- [Activity]:
Retype each entry. Leave nothing out.

####

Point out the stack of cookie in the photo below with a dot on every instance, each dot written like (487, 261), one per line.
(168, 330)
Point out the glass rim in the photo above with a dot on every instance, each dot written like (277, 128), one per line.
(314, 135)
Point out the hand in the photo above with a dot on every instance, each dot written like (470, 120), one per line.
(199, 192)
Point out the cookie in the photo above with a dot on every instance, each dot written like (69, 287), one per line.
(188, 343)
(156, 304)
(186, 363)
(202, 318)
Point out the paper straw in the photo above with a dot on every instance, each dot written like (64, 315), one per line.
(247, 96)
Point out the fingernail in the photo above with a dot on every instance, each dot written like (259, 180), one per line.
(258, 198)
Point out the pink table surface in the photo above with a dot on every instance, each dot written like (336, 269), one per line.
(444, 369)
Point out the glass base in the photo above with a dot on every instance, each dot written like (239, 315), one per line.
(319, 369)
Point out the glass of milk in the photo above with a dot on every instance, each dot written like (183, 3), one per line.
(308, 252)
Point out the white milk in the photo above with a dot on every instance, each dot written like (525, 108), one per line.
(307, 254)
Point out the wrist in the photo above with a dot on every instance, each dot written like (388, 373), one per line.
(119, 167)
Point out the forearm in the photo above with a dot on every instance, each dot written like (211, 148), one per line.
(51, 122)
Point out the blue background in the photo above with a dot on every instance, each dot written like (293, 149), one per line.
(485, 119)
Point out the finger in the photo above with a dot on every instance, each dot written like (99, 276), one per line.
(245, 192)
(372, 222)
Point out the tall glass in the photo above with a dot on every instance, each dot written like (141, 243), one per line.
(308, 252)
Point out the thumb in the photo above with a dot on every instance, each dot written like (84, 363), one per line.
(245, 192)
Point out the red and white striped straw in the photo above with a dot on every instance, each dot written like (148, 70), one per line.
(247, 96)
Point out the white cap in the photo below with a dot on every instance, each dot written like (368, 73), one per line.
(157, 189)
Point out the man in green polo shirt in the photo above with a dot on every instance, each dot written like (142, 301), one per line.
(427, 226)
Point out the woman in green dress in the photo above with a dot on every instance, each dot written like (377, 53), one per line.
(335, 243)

####

- [Result]:
Point out the stack of cookie in the photo below with a dot on every instance, each dot written like (487, 261), one per line.
(168, 330)
Point out the glass rim in the photo above with a dot on every instance, each dot written like (277, 128), one per line.
(314, 135)
Point out the hand in the photo above with a dot on every instance, each dot written like (470, 120), one per line.
(199, 192)
Point out the cookie in the photo above with a dot on every instance, each dot written like (69, 287), one per line.
(188, 343)
(156, 304)
(186, 363)
(202, 318)
Point out the paper straw in the photo above with a dot on every instance, each dot written like (64, 315), one per line.
(247, 96)
Point out the fingernail in the photo above with a dot on every instance, each dot written like (259, 180), one per line.
(258, 198)
Point out the pink table surface in the photo above with a dot on every instance, each dot written like (336, 269), one per line.
(444, 369)
Point out the glass base in the photo above with a dot on every instance, each dot written like (239, 315), one per line.
(319, 369)
Point out the glass of milk in the photo above with a dot on every instance, each dot written like (183, 3), one per line.
(308, 252)
Point out the white milk in the photo above with a dot on every instance, each dot written like (525, 108), one per line.
(307, 254)
Point out the wrist in the photo above with a dot on every instance, each dot written like (388, 373), one per line.
(119, 167)
Point out the forearm in the photo above with a dot on every instance, each dot written like (211, 148), one per line.
(51, 122)
Point out the blue background in the photo above with a dot on every instance, each dot written like (293, 149), one per line.
(485, 119)
Point out the finger in the photo above with a dot on every instance, each dot written like (99, 276), one per line.
(245, 192)
(372, 222)
Point out the tall glass in the photo above with a dot on every instance, each dot written like (141, 243), one per line.
(308, 252)
Point out the thumb in the photo above with a dot on every instance, each dot written like (84, 363), one per line.
(245, 192)
Point out the red and white striped straw in the photo above with a dot on every instance, each dot written like (148, 70), one per line.
(247, 96)
Point out the white cap in the photo below with a dot on every instance, each dot written like (368, 73), one per line.
(157, 189)
Point out the man in green polo shirt in the photo above with a dot on every instance, each dot written like (142, 301), one per line.
(427, 226)
Point out the woman in green dress in the photo above with a dot on every instance, each dot written like (377, 53), one per line.
(335, 243)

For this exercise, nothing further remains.